▶ [PROBLEM DETAILS]
The answer must consist of every line below containing "target".

▶ [Collected data entries]
================================
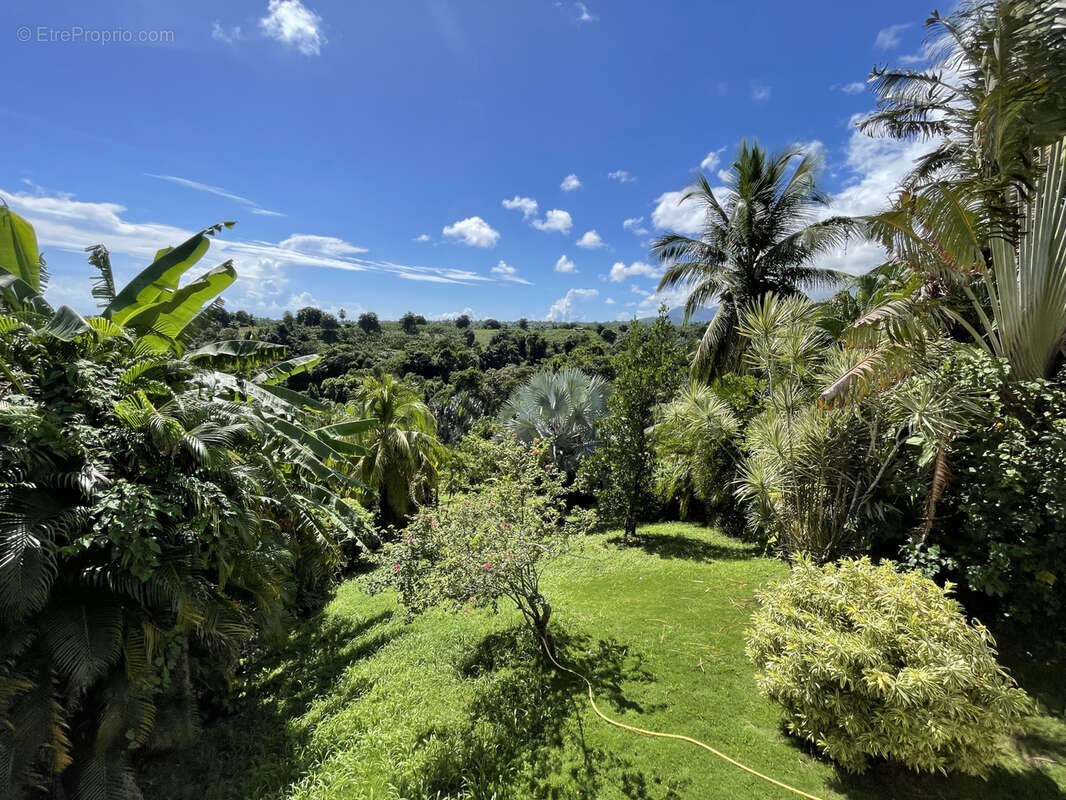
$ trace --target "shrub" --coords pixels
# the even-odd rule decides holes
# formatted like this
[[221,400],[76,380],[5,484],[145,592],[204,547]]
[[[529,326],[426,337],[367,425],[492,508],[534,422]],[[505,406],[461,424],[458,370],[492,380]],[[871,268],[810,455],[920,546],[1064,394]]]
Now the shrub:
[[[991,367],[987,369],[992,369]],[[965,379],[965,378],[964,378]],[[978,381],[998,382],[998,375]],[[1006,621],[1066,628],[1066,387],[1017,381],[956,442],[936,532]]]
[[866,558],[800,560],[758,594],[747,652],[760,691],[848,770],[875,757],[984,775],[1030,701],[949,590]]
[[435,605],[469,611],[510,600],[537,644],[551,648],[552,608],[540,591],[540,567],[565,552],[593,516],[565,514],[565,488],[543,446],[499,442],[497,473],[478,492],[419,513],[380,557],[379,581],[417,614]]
================================
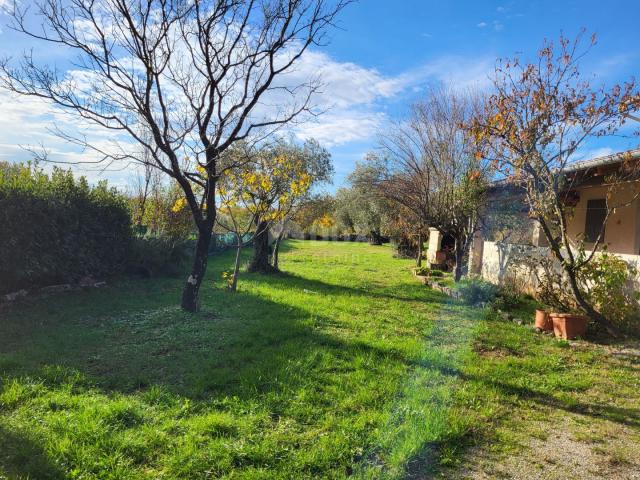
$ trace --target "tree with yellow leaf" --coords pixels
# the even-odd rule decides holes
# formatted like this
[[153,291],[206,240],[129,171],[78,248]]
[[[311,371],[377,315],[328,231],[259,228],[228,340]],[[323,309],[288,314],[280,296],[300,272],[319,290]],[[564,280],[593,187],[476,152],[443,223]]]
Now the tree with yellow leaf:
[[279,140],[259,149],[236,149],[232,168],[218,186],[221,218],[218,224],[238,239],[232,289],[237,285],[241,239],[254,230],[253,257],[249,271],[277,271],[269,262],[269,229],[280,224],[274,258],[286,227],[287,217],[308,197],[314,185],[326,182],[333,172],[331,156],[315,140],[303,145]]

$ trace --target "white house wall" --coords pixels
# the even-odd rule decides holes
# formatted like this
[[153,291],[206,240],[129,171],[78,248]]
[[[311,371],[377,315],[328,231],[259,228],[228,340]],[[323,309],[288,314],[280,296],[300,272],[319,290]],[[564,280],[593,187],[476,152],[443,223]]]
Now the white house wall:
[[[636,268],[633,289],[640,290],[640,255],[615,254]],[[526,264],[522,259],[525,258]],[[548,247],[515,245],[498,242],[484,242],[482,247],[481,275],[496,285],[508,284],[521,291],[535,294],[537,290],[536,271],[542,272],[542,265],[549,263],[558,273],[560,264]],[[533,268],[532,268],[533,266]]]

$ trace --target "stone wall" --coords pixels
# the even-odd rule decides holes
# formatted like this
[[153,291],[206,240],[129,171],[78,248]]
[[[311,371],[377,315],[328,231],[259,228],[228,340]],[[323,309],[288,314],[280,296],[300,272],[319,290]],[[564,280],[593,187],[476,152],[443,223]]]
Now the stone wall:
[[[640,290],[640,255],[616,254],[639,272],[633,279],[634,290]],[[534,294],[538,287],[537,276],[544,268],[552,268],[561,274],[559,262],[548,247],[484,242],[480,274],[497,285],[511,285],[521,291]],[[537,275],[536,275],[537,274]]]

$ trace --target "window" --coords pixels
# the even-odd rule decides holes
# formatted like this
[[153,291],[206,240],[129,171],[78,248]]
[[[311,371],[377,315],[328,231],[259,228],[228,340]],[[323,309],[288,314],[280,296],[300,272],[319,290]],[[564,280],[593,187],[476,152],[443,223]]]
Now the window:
================================
▶ [TASK ANSWER]
$ trace --target "shrub" --coords pixels
$ trace --target "tree with yellow leaf" --coords pixels
$ trace --target "white house wall" --coords pixels
$ trace --target "stone wall" --coords pixels
$ trace --target "window" --coords pixels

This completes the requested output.